■ **OBJECTIVE**
Please report every line below that contains the word "with", copying each such line in full.

■ **Point annotation records**
▼▼▼
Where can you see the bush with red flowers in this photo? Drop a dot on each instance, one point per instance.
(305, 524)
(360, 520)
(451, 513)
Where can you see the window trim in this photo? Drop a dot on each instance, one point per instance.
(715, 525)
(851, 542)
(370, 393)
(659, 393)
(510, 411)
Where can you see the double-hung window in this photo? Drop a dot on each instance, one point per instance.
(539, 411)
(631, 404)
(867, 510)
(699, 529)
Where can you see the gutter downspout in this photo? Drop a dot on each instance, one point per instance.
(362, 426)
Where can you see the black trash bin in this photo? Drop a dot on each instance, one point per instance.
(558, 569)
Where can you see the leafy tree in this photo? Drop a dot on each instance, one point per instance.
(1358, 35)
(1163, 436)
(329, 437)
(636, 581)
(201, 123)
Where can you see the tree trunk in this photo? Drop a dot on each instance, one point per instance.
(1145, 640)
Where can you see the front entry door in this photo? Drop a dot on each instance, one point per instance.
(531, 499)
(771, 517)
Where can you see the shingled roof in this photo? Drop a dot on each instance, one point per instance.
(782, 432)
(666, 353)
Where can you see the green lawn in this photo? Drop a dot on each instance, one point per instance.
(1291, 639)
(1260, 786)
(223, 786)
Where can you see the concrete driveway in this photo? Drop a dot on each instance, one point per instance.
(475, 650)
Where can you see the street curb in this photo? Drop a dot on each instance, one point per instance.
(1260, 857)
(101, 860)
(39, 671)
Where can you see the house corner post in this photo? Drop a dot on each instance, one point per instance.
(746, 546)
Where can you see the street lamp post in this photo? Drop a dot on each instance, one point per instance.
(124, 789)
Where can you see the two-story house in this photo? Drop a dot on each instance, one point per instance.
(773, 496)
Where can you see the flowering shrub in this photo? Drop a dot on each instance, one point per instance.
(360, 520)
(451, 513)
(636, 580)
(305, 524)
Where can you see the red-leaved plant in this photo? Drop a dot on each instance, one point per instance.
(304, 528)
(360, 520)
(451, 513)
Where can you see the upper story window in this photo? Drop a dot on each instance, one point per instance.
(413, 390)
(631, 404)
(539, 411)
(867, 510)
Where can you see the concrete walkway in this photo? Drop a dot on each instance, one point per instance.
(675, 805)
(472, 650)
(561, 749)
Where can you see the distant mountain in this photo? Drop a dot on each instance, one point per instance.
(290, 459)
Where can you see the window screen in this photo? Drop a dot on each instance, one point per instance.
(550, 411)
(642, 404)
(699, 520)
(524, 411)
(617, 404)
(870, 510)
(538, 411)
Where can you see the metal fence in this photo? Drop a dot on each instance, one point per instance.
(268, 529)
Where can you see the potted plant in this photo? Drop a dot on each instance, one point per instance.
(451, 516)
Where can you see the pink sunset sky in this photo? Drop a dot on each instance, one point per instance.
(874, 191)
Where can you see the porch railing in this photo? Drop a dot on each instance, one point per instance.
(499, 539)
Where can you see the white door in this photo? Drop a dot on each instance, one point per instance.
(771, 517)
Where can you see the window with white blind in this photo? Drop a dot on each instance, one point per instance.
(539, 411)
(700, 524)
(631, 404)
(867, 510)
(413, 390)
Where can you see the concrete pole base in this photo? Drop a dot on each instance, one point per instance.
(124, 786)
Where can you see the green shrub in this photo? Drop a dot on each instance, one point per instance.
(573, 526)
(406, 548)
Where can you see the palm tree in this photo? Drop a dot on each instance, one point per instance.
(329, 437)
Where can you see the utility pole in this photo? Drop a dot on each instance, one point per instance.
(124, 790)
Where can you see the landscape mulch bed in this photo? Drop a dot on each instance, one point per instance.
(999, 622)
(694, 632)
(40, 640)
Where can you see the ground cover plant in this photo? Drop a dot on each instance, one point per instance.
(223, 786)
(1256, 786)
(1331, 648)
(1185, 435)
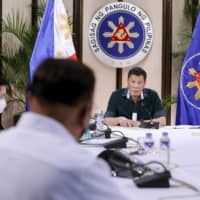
▲▲▲
■ **ANSWER**
Where can you see the bush with red flowers in this photo? Drop a dot on each instance, one point per instance.
Where can you see the window with white blind in this photo? Drop a dot on each instance, one point per instance.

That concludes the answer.